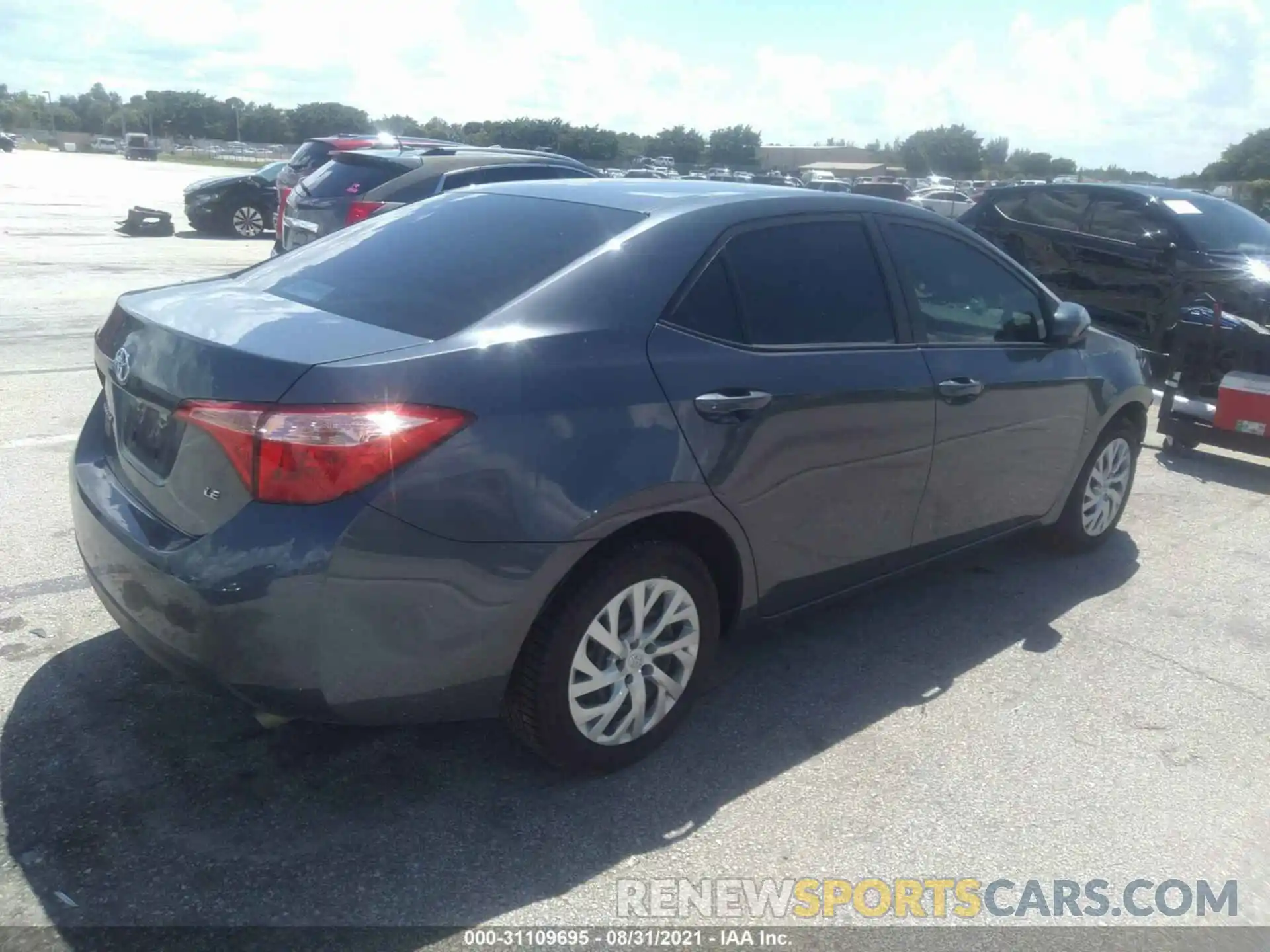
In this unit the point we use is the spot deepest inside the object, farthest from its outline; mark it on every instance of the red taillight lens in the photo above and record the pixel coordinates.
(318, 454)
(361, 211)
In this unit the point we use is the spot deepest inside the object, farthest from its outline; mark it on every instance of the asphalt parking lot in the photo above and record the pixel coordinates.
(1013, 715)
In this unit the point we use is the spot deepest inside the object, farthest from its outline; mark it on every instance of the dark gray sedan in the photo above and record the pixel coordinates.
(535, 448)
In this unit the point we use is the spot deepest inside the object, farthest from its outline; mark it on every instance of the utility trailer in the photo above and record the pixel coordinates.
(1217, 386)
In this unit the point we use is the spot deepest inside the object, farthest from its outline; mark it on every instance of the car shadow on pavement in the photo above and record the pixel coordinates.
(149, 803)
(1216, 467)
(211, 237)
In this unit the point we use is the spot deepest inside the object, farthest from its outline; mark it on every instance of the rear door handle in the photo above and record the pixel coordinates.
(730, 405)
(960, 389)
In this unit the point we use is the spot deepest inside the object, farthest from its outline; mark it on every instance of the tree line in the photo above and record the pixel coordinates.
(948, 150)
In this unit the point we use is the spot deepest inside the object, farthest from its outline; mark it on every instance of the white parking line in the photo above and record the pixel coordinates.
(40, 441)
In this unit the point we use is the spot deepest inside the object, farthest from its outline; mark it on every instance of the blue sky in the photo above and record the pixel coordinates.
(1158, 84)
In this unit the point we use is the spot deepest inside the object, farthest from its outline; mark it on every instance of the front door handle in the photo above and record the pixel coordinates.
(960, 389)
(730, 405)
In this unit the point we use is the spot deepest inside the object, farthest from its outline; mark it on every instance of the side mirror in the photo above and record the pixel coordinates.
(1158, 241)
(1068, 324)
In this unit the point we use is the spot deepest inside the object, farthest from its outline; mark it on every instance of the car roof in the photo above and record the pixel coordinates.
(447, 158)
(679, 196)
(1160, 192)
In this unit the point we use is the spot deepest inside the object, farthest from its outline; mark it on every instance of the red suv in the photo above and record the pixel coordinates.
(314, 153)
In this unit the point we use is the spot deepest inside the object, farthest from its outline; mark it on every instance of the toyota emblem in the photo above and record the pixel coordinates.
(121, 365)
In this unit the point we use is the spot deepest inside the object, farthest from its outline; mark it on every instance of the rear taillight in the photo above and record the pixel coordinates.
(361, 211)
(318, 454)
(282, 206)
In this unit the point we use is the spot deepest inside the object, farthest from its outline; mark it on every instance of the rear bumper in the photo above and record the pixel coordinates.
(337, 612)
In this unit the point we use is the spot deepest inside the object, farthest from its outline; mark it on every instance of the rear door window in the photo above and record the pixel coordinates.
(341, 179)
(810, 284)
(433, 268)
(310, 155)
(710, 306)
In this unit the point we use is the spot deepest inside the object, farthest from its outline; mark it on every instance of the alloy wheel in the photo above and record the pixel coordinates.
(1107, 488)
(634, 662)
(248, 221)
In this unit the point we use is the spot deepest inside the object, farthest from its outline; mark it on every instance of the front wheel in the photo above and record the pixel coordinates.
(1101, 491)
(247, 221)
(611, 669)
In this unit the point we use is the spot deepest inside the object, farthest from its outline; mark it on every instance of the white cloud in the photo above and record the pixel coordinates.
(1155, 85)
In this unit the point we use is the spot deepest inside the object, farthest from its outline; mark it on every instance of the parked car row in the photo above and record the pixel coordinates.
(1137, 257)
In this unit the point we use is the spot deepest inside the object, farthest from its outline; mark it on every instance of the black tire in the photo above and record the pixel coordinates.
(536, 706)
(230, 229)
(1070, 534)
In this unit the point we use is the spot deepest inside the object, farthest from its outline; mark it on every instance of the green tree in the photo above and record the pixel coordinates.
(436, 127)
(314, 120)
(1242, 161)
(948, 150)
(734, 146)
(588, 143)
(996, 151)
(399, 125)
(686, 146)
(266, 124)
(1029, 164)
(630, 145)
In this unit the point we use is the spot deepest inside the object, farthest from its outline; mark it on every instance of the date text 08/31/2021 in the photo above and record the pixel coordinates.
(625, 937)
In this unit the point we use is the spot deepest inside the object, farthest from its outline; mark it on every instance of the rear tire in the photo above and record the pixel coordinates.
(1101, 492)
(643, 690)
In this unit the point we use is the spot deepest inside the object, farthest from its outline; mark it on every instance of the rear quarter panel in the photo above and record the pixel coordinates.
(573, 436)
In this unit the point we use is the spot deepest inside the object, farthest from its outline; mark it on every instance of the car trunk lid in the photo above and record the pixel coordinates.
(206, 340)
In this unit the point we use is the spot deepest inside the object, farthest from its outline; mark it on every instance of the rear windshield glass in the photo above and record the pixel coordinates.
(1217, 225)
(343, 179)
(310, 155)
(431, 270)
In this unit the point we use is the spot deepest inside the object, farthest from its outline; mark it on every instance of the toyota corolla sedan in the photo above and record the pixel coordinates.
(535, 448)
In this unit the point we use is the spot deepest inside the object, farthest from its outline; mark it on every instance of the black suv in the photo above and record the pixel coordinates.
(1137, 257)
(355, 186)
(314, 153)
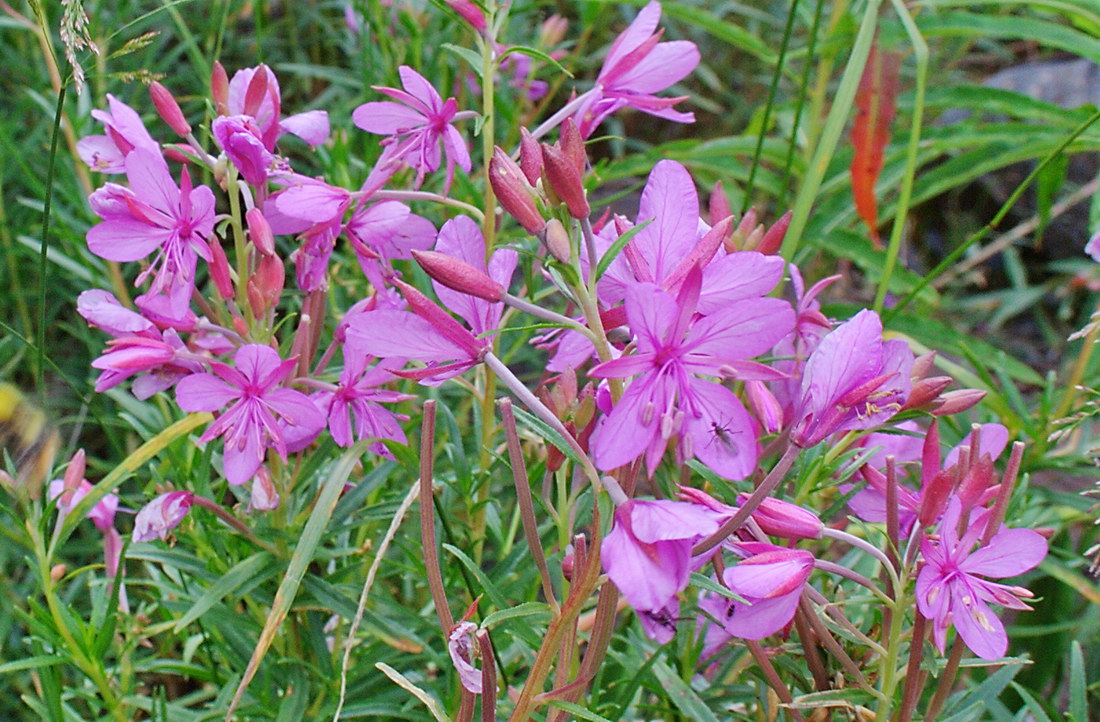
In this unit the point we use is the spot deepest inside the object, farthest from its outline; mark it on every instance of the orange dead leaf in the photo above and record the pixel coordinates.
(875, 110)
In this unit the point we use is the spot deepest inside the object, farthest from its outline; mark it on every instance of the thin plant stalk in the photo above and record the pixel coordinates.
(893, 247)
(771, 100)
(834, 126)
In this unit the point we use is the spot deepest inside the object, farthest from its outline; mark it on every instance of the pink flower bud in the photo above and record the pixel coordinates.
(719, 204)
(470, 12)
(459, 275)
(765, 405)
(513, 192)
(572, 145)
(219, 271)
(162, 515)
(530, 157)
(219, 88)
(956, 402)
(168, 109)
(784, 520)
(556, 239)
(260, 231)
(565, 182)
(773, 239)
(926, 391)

(Exercise goal):
Exact copies of the entries above are needed, without their pictures.

(Solution to the exercise):
In this unit the point we use is the spot deepest inside the object, farthest from its outline; mark it on every instance of the red taillight lens in the photo above and record the pixel coordinates.
(318, 454)
(361, 211)
In this unit the point we use is the spot deepest inside the object, farthest from its outline; mark it on every instance of the asphalt parking lot in the photo above and record the pixel coordinates.
(1013, 715)
In this unit the point we use is the spot deepest inside the object, farthest from its outline; mark it on every instance of the dark gray sedan in the photo above and record the pixel coordinates.
(535, 448)
In this unit the point we use is the spot deepest inside the object, farthest from its outline; mark it on every instance of the utility trailer in the photo above and record the pixel coordinates.
(1217, 386)
In this unit the point we use is the spot deepest inside the object, farthest from its outline; mark it on every instance of the car shadow on pavement in the photo above and record the pixel coordinates.
(149, 803)
(1216, 467)
(211, 237)
In this unit the point we use is the spot deepest inside the object, farthest from its outline; mark it on every instance of the rear door handle in the photo above and record the pixel coordinates.
(730, 405)
(960, 389)
In this unit the point we use is the spot deepest inside the object, farthest from its outline; mark it on every instance of the tree line in the photo above and record the pixel coordinates.
(948, 150)
In this unit the point we use is the spot deepest inside the object, farthest from its outline; mark it on every instance of the white parking line in the photo above and record the pixel coordinates.
(40, 441)
In this unit the point we use is the spot deepest inside the object, farthest from its outline; mark it on every instance of the blue sky in the photo above and record the pixel coordinates.
(1158, 84)
In this unit the point we use is the spot deepest inside the object, farthest from its outline; mark it on every instance of the front door handle in the photo above and record the pixel coordinates.
(960, 389)
(730, 405)
In this unit the point we use is the spot deepest inside the object, farthest from its outline; mark it on every instance of the side mirror in the photo above and record the pixel coordinates.
(1158, 241)
(1068, 324)
In this unit the point we use is the spot deepest inside the object, farthest from its outline; mark it on every instance of the car roof in the photo above and record the pixel coordinates.
(447, 158)
(679, 196)
(1160, 192)
In this unit the point we use is the spot deepest inside the object, farthest from its outline; mark it on every instance of the red suv in the photo above and record the pixel coordinates.
(314, 153)
In this unit the point we use is the spot deepest inside the object, farthest from its outline; mark it on every instance of the toyota emblem in the photo above and record the pixel coordinates.
(121, 365)
In this unit the point we use is the spot deepest inside the object, farthest from its outline; mark it on every instance of the rear taillight in the photo above and record the pixel coordinates.
(361, 211)
(318, 454)
(282, 206)
In this unit the point we use is the spot deepest inside the object, farthest from its outline; mark it on every instance of the rear bumper in the photo above and record the pixel coordinates.
(337, 612)
In this unit the point we use is the spot deepest inside the object, farthest from its outline; mark it on every instance of the rear door window in the photo above and record the pixel coordinates.
(341, 179)
(810, 284)
(433, 268)
(310, 155)
(710, 306)
In this unit the point we use is the spot deepest inside the object, farthest from its outline; mark it on every instance of the alloy wheel in the photo above and record the pixel coordinates.
(1107, 488)
(634, 662)
(248, 221)
In this unit the point we use is the spot deepest inside the object, farthest from its outline; mark it on every instance of the front wheel in the photo above and record the pixel coordinates.
(1101, 491)
(247, 221)
(611, 669)
In this unit the point we use is the spot deepest inside the object, farthest from its outline; mark it on every instance of the white cloud in the photo above and record the pixel coordinates.
(1155, 85)
In this unit the point we use is the spot deepest inside the object, farthest from its outline; mark it on every instance of the parked car row in the photo above and record the pixel coordinates.
(1137, 257)
In this unit the point we use is the spot deepest inside the object, farthest from its outline; mark it on every instance of the black tire in the photo above and record the pixel coordinates.
(536, 706)
(230, 229)
(1070, 534)
In this unit the point we use is the spot deepest inside the object, farthest from its outline; mark it on every instance of the green tree in the photo above and record the pixel coordinates.
(436, 127)
(314, 120)
(1242, 161)
(948, 150)
(734, 146)
(588, 143)
(996, 151)
(399, 125)
(686, 146)
(266, 124)
(1029, 164)
(630, 145)
In this unit the point we use is the spot deepest inside the object, farthest from its outline; mark it on every instance of the date text 08/31/2021 in the photo above and record the pixel coordinates.
(625, 937)
In this unit the point we use is the spot deepest inside the object, farthest from its outline; mark it on every instance of the rear tire in the photo above and record the pixel coordinates.
(1101, 492)
(643, 690)
In this unit the point we use is the spot deepest inside the object, farthest from its outline; mark it on every instance of the rear quarter panel in the photo above and record the pixel coordinates.
(573, 436)
In this unit the point we use is the spot deepest inside the object, farthest from its outline; mark it on every instance of the car trunk lid in the photo above and record the pixel coordinates.
(206, 340)
In this unit the point we use is the spot deepest inside the object, farthest from its outline; mark it on every instance of the rear windshield glass in the photo above and record the pixel coordinates.
(1217, 225)
(343, 179)
(310, 155)
(431, 270)
In this unit the point we use is the spot deepest inside the object, farthest from its outline; mark it on every instance of the toyota corolla sedan in the photo above and record the pixel coordinates.
(535, 448)
In this unit the point we use is the spot deepest inside the object, farthest from its outline; mark it on every instance of the black suv in the photo above and record the pixel coordinates.
(1137, 257)
(355, 186)
(314, 153)
In this unit the point we use is the spot deepest inside the object, farthest from its outline; mark it on every instance of the orange dead leaf in the photo above and record the pixel coordinates.
(875, 110)
In this unit the point we use is the spot deepest inside the object, farthest from its outline; mark it on every instance of the thin plant stalk in the photo above and record the pixel coordinates.
(893, 247)
(771, 100)
(834, 126)
In this unit the point we use is the spot deepest inside the object, farthest from its outline; mark it on every instance of the pink flower bud in the photo above and record the pixel coordinates.
(719, 204)
(470, 12)
(459, 275)
(765, 405)
(513, 192)
(572, 145)
(219, 271)
(162, 515)
(530, 157)
(219, 88)
(956, 402)
(168, 109)
(784, 520)
(556, 239)
(260, 231)
(565, 182)
(773, 239)
(926, 391)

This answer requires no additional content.